Short exercise :: Retype the records below verbatim, from the line containing "Could you point to every instance of the carved warrior" through the line containing "<point>110,280</point>", including both of those lines and nothing outside them.

Recorded data ::
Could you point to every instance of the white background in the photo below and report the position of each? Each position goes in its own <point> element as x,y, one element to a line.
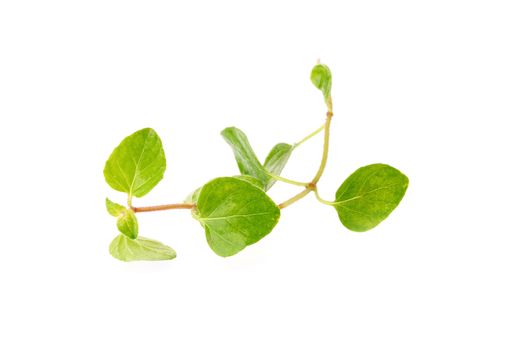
* * *
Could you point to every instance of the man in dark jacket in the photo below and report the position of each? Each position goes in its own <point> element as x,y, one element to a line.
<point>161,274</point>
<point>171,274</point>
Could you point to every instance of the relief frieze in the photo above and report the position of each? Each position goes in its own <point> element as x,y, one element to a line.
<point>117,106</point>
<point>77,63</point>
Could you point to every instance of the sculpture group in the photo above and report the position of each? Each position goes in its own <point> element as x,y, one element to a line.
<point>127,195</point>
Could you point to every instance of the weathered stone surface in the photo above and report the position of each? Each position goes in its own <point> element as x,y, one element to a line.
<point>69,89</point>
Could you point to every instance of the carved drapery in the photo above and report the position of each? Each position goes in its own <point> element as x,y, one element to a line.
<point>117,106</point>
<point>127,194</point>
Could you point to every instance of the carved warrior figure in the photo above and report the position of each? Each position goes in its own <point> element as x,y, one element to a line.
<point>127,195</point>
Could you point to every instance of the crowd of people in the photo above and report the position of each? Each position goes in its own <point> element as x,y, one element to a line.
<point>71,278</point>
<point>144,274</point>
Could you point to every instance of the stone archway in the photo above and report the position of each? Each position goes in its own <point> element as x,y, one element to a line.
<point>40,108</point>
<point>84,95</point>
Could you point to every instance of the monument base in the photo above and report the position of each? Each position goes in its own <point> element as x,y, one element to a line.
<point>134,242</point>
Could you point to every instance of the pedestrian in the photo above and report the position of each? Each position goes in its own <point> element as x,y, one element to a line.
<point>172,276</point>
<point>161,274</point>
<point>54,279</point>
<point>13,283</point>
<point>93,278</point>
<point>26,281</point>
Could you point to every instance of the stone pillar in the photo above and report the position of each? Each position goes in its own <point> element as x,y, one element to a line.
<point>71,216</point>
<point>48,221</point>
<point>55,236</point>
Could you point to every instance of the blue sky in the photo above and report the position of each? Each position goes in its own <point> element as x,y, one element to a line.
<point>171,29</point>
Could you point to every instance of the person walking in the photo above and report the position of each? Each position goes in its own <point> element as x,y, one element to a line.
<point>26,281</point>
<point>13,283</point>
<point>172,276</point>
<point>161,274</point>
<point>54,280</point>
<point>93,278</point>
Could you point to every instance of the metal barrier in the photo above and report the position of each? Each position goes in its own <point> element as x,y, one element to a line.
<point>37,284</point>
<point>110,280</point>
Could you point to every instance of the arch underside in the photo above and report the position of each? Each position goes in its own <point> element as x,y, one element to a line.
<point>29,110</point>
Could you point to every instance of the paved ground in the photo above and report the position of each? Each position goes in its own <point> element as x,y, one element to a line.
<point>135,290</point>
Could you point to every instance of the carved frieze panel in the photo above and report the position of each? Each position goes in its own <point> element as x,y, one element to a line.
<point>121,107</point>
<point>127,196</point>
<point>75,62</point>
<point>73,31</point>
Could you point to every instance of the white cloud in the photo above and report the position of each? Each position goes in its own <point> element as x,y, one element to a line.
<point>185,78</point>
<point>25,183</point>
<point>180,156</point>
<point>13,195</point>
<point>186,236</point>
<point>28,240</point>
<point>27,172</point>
==
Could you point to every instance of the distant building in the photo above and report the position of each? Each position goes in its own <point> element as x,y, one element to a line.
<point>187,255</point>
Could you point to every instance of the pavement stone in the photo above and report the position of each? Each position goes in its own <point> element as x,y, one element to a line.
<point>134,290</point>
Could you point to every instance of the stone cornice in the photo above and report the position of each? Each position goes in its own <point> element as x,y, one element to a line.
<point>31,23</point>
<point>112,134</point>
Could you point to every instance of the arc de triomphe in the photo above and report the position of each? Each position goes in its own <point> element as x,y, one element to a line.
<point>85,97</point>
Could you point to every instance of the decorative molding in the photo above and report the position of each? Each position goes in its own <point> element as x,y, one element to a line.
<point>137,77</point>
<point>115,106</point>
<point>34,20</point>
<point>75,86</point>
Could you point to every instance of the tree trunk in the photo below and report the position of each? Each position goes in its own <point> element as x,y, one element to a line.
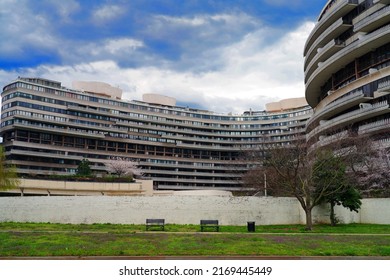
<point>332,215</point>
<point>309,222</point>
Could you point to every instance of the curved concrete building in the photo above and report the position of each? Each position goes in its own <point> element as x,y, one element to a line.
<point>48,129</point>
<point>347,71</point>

Complete response ::
Could you point to every instance of the carved warrior figure in the photo above and report the position of each? Each position goes in its own <point> element as x,y, one element to a line.
<point>127,195</point>
Could you point to every instance of the crowd of people in the photo above and report the position of each? Each position goes in its own <point> element as x,y, one element to a line.
<point>71,278</point>
<point>144,274</point>
Could you point to every instance of the stone archway in the photo above and report the position of each? Each position goes in its own <point> element as x,y, one element to a line.
<point>40,108</point>
<point>84,95</point>
Could you point to every instance of the monument base in the photo above and report the position of each? Each position goes in its own <point> element as x,y, one element to a line.
<point>134,242</point>
Could you point to every instance of the pedestrian in the photo above and report the position of each? Each position goes in its own <point> element as x,y, one element to a line.
<point>172,276</point>
<point>161,274</point>
<point>54,279</point>
<point>13,283</point>
<point>93,278</point>
<point>26,281</point>
Could you point to every instance of the stone pillar in the photo above and report the position of each? Each position goes in its own <point> element as x,y, one element to a line.
<point>71,216</point>
<point>48,221</point>
<point>55,236</point>
Could you point to every instance of the blue sky in the photo above and report the position of each? Each position goes in its own <point> element as x,y, one element to a line.
<point>171,29</point>
Could you point to every instance of the person walking in the photo above and report the position of each? Each position goes in its own <point> element as x,y, one element to a line.
<point>26,281</point>
<point>13,283</point>
<point>172,276</point>
<point>161,274</point>
<point>54,280</point>
<point>93,278</point>
Could you point to every instance of the metal barrier in the photo above and report the position of each? Each position goes in its own <point> element as x,y, one element to a line.
<point>37,284</point>
<point>110,280</point>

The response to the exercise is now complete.